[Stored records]

((

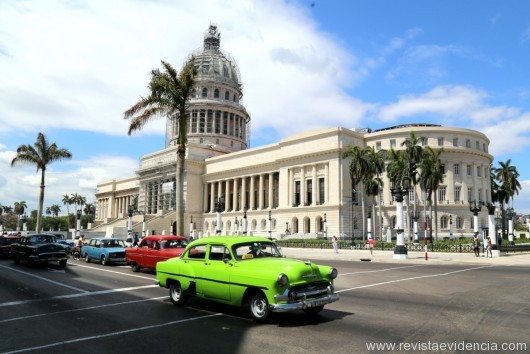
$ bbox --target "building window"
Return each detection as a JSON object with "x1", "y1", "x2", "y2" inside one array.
[
  {"x1": 305, "y1": 179, "x2": 313, "y2": 205},
  {"x1": 293, "y1": 181, "x2": 300, "y2": 206},
  {"x1": 438, "y1": 187, "x2": 445, "y2": 202},
  {"x1": 455, "y1": 187, "x2": 461, "y2": 203},
  {"x1": 318, "y1": 178, "x2": 326, "y2": 205}
]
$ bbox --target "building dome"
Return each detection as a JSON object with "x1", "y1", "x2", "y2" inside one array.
[{"x1": 166, "y1": 24, "x2": 250, "y2": 152}]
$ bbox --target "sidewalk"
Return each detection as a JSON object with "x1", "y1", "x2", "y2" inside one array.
[{"x1": 282, "y1": 247, "x2": 530, "y2": 266}]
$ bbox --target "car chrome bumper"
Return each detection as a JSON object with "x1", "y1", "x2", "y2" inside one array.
[{"x1": 269, "y1": 294, "x2": 339, "y2": 312}]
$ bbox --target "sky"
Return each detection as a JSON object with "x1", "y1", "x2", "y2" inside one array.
[{"x1": 0, "y1": 0, "x2": 530, "y2": 215}]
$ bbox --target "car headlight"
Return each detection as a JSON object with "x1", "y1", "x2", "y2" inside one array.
[
  {"x1": 329, "y1": 268, "x2": 339, "y2": 279},
  {"x1": 276, "y1": 273, "x2": 289, "y2": 286}
]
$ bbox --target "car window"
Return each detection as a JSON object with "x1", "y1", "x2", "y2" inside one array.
[
  {"x1": 232, "y1": 241, "x2": 283, "y2": 260},
  {"x1": 187, "y1": 245, "x2": 206, "y2": 259},
  {"x1": 209, "y1": 245, "x2": 230, "y2": 261}
]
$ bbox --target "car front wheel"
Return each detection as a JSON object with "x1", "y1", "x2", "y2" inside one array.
[
  {"x1": 248, "y1": 292, "x2": 271, "y2": 322},
  {"x1": 169, "y1": 283, "x2": 188, "y2": 306}
]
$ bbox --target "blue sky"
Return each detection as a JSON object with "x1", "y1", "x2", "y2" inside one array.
[{"x1": 0, "y1": 0, "x2": 530, "y2": 213}]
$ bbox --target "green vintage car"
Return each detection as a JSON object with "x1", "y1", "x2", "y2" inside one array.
[{"x1": 156, "y1": 236, "x2": 339, "y2": 322}]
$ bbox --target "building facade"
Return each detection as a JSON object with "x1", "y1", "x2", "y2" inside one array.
[{"x1": 93, "y1": 26, "x2": 493, "y2": 239}]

))

--- Stated problem ---
Print every line of the listing above verbatim, leaving out the pictures.

--- Exercise response ---
$ bbox --target "building window"
Return each detection as a JSON object with "x1", "y1", "x2", "y2" inside one array.
[
  {"x1": 305, "y1": 179, "x2": 313, "y2": 205},
  {"x1": 293, "y1": 181, "x2": 300, "y2": 206},
  {"x1": 438, "y1": 187, "x2": 445, "y2": 202},
  {"x1": 455, "y1": 187, "x2": 461, "y2": 203},
  {"x1": 318, "y1": 178, "x2": 326, "y2": 205}
]
$ bbox --target "building dome"
Return each detection as a JSON object with "x1", "y1", "x2", "y2" inside one array.
[{"x1": 166, "y1": 24, "x2": 250, "y2": 152}]
$ bbox --target "sidewalk"
Return each detection as a JSON object with "x1", "y1", "x2", "y2" inside one array.
[{"x1": 282, "y1": 247, "x2": 530, "y2": 266}]
$ bbox --target "car chrome bumper"
Return each detection as a JSON object with "x1", "y1", "x2", "y2" inside one array.
[{"x1": 269, "y1": 294, "x2": 339, "y2": 312}]
$ bbox --target "sky"
Return each detection as a JSON object with "x1", "y1", "x2", "y2" inside one array.
[{"x1": 0, "y1": 0, "x2": 530, "y2": 215}]
$ bbox --target "car headlight"
Return each detection as a JSON object with "x1", "y1", "x2", "y2" inside one array.
[
  {"x1": 329, "y1": 268, "x2": 339, "y2": 279},
  {"x1": 276, "y1": 273, "x2": 289, "y2": 286}
]
$ bbox --target "car window"
Return each detection as a JSON object with "x1", "y1", "x2", "y2" inside one array.
[
  {"x1": 232, "y1": 241, "x2": 283, "y2": 260},
  {"x1": 187, "y1": 245, "x2": 206, "y2": 259},
  {"x1": 209, "y1": 245, "x2": 230, "y2": 261}
]
$ bbox --target "car front wheel"
Return each detection as a JSON object with "x1", "y1", "x2", "y2" inside one array.
[
  {"x1": 248, "y1": 292, "x2": 271, "y2": 322},
  {"x1": 169, "y1": 283, "x2": 188, "y2": 306}
]
$ bbox --target "blue sky"
Return each detection as a JSON object with "x1", "y1", "x2", "y2" inside one array.
[{"x1": 0, "y1": 0, "x2": 530, "y2": 213}]
$ bbox --target "green vintage car"
Return each detection as a JSON object with "x1", "y1", "x2", "y2" inside one array.
[{"x1": 156, "y1": 236, "x2": 339, "y2": 322}]
$ bbox --target "building facade"
Return each detection as a JSON object with "x1", "y1", "x2", "y2" inside one array.
[{"x1": 93, "y1": 26, "x2": 493, "y2": 239}]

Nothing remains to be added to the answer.